- What this task involves -
The entries that follow need to be retyped verbatim.

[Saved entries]
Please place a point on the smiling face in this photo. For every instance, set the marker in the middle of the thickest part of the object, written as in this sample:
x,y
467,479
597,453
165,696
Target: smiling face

- Answer space -
Please place a point on the smiling face in this photo. For every instance, set the marker in the middle of the thickest part of the object, written as in this sample:
x,y
467,479
597,453
165,696
Target: smiling face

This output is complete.